** START Excerpted data **
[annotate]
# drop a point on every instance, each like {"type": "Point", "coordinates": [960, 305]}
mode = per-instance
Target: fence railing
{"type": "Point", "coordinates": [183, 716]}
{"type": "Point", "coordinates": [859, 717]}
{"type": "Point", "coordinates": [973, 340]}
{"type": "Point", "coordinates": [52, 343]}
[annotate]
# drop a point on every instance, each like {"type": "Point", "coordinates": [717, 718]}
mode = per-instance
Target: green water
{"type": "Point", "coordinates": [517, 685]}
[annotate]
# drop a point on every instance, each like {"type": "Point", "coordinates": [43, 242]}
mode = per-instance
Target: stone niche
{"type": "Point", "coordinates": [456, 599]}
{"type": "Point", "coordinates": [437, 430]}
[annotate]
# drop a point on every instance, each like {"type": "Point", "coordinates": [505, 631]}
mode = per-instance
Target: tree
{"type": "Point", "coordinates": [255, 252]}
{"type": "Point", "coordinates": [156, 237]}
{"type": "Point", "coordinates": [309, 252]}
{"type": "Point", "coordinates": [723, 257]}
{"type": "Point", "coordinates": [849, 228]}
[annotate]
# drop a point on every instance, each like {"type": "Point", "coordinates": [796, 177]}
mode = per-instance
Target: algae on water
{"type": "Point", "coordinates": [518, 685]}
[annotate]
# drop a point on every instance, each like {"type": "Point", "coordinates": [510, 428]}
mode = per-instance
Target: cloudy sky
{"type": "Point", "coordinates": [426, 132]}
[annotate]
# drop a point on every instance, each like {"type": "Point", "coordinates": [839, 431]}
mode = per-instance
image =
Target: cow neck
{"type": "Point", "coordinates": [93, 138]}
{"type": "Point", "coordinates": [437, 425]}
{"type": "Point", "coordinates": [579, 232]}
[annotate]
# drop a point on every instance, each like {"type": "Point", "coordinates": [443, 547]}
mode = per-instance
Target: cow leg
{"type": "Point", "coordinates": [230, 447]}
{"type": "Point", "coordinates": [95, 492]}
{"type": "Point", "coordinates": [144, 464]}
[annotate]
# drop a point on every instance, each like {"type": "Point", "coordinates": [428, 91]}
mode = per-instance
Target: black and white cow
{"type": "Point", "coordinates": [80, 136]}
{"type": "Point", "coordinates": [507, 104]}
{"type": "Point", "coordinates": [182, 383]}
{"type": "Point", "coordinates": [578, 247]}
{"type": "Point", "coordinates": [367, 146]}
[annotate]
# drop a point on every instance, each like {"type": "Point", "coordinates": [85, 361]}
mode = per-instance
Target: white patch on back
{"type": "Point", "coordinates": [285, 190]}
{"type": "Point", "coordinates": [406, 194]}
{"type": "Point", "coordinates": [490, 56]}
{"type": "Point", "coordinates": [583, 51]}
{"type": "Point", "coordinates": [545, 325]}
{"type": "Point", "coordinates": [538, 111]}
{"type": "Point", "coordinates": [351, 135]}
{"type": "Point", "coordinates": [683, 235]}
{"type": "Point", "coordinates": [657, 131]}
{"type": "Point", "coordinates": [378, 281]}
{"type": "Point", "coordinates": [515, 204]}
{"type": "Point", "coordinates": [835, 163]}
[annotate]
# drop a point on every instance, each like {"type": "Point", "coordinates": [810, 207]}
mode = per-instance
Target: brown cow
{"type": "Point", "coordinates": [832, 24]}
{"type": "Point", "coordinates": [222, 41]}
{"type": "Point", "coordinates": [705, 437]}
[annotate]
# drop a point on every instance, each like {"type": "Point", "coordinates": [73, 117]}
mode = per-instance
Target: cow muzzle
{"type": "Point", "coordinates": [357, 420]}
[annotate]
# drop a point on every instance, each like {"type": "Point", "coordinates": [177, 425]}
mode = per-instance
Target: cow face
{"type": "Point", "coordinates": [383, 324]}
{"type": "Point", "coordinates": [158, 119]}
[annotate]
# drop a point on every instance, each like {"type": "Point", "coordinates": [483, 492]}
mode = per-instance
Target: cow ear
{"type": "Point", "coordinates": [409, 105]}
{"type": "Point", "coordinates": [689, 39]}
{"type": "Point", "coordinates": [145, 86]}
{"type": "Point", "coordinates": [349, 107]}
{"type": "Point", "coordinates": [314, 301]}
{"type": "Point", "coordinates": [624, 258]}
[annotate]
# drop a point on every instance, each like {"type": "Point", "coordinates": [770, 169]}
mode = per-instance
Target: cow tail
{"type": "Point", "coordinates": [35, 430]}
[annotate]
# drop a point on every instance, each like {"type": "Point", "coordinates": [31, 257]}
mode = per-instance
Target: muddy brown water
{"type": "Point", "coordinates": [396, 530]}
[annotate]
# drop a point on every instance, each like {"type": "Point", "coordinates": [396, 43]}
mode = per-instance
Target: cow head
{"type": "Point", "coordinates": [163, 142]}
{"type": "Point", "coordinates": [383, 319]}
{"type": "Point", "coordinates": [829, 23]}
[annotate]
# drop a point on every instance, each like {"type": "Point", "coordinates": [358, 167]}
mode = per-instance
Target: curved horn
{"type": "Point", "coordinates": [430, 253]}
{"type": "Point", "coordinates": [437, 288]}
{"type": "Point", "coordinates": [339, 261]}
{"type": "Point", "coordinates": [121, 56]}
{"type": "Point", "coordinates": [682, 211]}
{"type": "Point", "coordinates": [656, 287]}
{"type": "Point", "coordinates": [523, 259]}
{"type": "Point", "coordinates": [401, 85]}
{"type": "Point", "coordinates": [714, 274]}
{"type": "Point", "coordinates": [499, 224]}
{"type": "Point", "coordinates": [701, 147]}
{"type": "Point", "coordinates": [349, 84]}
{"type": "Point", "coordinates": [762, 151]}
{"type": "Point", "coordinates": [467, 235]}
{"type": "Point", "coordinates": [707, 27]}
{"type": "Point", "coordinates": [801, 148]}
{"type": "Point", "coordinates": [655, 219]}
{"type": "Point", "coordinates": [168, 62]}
** END Excerpted data **
Every record above must be duplicated exactly.

[annotate]
# drop a point on every instance, each like {"type": "Point", "coordinates": [960, 305]}
mode = per-instance
Target: fence railing
{"type": "Point", "coordinates": [183, 716]}
{"type": "Point", "coordinates": [859, 717]}
{"type": "Point", "coordinates": [973, 340]}
{"type": "Point", "coordinates": [52, 343]}
[annotate]
# drop a point on every instance, each like {"type": "Point", "coordinates": [717, 718]}
mode = per-instance
Target: green water
{"type": "Point", "coordinates": [517, 685]}
[annotate]
# drop a point on every instance, each like {"type": "Point", "coordinates": [43, 242]}
mode = per-instance
Target: stone niche
{"type": "Point", "coordinates": [456, 599]}
{"type": "Point", "coordinates": [437, 430]}
[annotate]
# drop a point on every instance, each like {"type": "Point", "coordinates": [505, 631]}
mode = per-instance
Target: tree
{"type": "Point", "coordinates": [255, 252]}
{"type": "Point", "coordinates": [156, 237]}
{"type": "Point", "coordinates": [309, 252]}
{"type": "Point", "coordinates": [723, 257]}
{"type": "Point", "coordinates": [849, 228]}
[annotate]
# drop a point on every instance, each like {"type": "Point", "coordinates": [796, 177]}
mode = per-instance
Target: algae on water
{"type": "Point", "coordinates": [518, 685]}
[annotate]
# drop a point on every instance, each like {"type": "Point", "coordinates": [510, 428]}
mode = per-instance
Target: cloudy sky
{"type": "Point", "coordinates": [426, 132]}
[annotate]
# drop a point on every instance, each like {"type": "Point", "coordinates": [839, 431]}
mode = per-instance
image =
Target: cow neck
{"type": "Point", "coordinates": [93, 138]}
{"type": "Point", "coordinates": [437, 425]}
{"type": "Point", "coordinates": [579, 232]}
[annotate]
# drop a point on every instance, each like {"type": "Point", "coordinates": [443, 547]}
mode = per-instance
Target: cow leg
{"type": "Point", "coordinates": [230, 447]}
{"type": "Point", "coordinates": [95, 492]}
{"type": "Point", "coordinates": [144, 464]}
[annotate]
# drop a point on every instance, each like {"type": "Point", "coordinates": [428, 91]}
mode = per-instance
Target: black and white cow
{"type": "Point", "coordinates": [80, 136]}
{"type": "Point", "coordinates": [507, 104]}
{"type": "Point", "coordinates": [182, 383]}
{"type": "Point", "coordinates": [578, 247]}
{"type": "Point", "coordinates": [367, 146]}
[annotate]
# drop a point on every instance, each like {"type": "Point", "coordinates": [85, 361]}
mode = per-instance
Target: white patch on back
{"type": "Point", "coordinates": [285, 190]}
{"type": "Point", "coordinates": [406, 194]}
{"type": "Point", "coordinates": [490, 56]}
{"type": "Point", "coordinates": [583, 51]}
{"type": "Point", "coordinates": [545, 325]}
{"type": "Point", "coordinates": [538, 111]}
{"type": "Point", "coordinates": [351, 135]}
{"type": "Point", "coordinates": [683, 235]}
{"type": "Point", "coordinates": [657, 131]}
{"type": "Point", "coordinates": [378, 281]}
{"type": "Point", "coordinates": [515, 204]}
{"type": "Point", "coordinates": [835, 163]}
[annotate]
# drop a point on every instance, each like {"type": "Point", "coordinates": [810, 207]}
mode = per-instance
Target: brown cow
{"type": "Point", "coordinates": [832, 24]}
{"type": "Point", "coordinates": [222, 41]}
{"type": "Point", "coordinates": [705, 437]}
[annotate]
# drop a point on every instance, each like {"type": "Point", "coordinates": [73, 117]}
mode = per-instance
Target: cow muzzle
{"type": "Point", "coordinates": [357, 420]}
[annotate]
# drop a point on every instance, each like {"type": "Point", "coordinates": [177, 425]}
mode = per-instance
Target: cow face
{"type": "Point", "coordinates": [383, 324]}
{"type": "Point", "coordinates": [158, 119]}
[annotate]
# drop a point on every instance, each like {"type": "Point", "coordinates": [483, 492]}
mode = per-instance
Target: cow ear
{"type": "Point", "coordinates": [409, 105]}
{"type": "Point", "coordinates": [689, 39]}
{"type": "Point", "coordinates": [145, 86]}
{"type": "Point", "coordinates": [349, 107]}
{"type": "Point", "coordinates": [314, 301]}
{"type": "Point", "coordinates": [624, 258]}
[annotate]
# drop a point on every instance, each like {"type": "Point", "coordinates": [770, 169]}
mode = per-instance
Target: cow tail
{"type": "Point", "coordinates": [35, 430]}
[annotate]
# drop a point on every instance, each like {"type": "Point", "coordinates": [31, 257]}
mode = per-instance
Target: muddy brown water
{"type": "Point", "coordinates": [396, 530]}
[annotate]
# drop a point on every instance, each like {"type": "Point", "coordinates": [396, 43]}
mode = per-instance
Target: cow head
{"type": "Point", "coordinates": [163, 142]}
{"type": "Point", "coordinates": [383, 319]}
{"type": "Point", "coordinates": [829, 23]}
[annotate]
# drop a point on every instance, each like {"type": "Point", "coordinates": [358, 167]}
mode = per-instance
Target: curved horn
{"type": "Point", "coordinates": [430, 253]}
{"type": "Point", "coordinates": [437, 288]}
{"type": "Point", "coordinates": [339, 261]}
{"type": "Point", "coordinates": [121, 56]}
{"type": "Point", "coordinates": [682, 211]}
{"type": "Point", "coordinates": [656, 287]}
{"type": "Point", "coordinates": [523, 259]}
{"type": "Point", "coordinates": [401, 85]}
{"type": "Point", "coordinates": [714, 274]}
{"type": "Point", "coordinates": [499, 224]}
{"type": "Point", "coordinates": [701, 147]}
{"type": "Point", "coordinates": [349, 84]}
{"type": "Point", "coordinates": [762, 151]}
{"type": "Point", "coordinates": [467, 235]}
{"type": "Point", "coordinates": [707, 27]}
{"type": "Point", "coordinates": [801, 148]}
{"type": "Point", "coordinates": [655, 219]}
{"type": "Point", "coordinates": [168, 62]}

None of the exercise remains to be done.